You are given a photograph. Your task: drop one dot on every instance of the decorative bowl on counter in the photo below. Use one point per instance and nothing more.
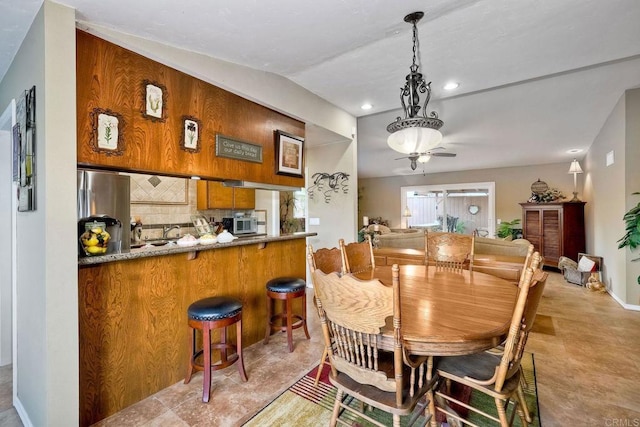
(187, 240)
(225, 237)
(95, 239)
(208, 239)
- - -
§ **ACTIVITY**
Only the pictures are to be dropped; return everything else in the listing exactly.

§ **EXPECTED ANSWER**
You are given a photograph. Your task: drop one dot on every instance of the decorative bowl on counter in the photo below. Use one point per instance and nothing more.
(187, 240)
(225, 237)
(95, 239)
(208, 239)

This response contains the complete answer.